**Data to use**
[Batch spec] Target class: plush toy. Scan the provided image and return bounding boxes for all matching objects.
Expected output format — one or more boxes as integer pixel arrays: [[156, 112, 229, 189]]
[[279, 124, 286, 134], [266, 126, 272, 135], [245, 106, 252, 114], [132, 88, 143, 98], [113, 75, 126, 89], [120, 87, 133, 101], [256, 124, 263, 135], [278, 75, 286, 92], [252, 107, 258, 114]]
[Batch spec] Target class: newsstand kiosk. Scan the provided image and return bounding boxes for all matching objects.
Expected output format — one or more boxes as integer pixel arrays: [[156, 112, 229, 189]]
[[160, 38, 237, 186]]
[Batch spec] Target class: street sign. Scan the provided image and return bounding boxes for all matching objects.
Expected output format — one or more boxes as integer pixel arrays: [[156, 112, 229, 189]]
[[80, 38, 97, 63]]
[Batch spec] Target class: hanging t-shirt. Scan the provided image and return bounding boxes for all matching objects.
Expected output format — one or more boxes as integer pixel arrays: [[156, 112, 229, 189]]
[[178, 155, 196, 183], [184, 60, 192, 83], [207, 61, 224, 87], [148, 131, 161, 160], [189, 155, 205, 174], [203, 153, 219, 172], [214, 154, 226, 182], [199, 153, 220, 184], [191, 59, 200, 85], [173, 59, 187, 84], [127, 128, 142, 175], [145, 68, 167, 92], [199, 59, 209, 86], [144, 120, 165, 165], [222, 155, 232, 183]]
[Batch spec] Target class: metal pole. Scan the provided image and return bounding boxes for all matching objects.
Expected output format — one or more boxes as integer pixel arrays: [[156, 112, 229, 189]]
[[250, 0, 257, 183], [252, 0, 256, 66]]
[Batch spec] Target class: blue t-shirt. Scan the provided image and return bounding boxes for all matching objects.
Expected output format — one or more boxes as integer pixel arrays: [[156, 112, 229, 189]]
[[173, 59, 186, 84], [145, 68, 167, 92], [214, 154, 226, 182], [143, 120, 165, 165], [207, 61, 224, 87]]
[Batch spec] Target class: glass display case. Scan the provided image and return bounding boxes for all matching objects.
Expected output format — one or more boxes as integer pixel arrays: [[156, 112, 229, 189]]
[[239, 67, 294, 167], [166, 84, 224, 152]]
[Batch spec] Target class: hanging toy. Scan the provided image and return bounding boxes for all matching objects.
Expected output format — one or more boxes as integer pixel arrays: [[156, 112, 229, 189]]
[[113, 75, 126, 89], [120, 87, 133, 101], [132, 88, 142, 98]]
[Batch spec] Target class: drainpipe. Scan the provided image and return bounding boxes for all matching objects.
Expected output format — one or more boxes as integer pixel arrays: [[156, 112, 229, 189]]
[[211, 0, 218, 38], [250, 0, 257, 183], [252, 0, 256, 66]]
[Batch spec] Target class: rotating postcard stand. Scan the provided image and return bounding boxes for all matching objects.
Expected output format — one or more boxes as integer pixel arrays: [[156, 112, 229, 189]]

**Written problem**
Rewrite every line from the start of the records through the line containing "107, 258, 114]]", inclusive, and nothing beyond. Shift each bounding-box coordinate in the answers by -118, and leave all other lines unchanged.

**Full solution**
[Batch spec] Target class: plush toy. Scan the provided image and return bounding boxes for all matching objects.
Expected output format — one or more boxes as integer pixel arrays: [[156, 112, 229, 189]]
[[161, 6, 168, 16], [148, 8, 154, 17], [127, -12, 134, -4], [14, -30, 25, -20], [-5, -43, 8, -29], [2, -31, 15, -17], [138, 6, 145, 17], [160, -43, 168, -26], [134, -11, 140, -4]]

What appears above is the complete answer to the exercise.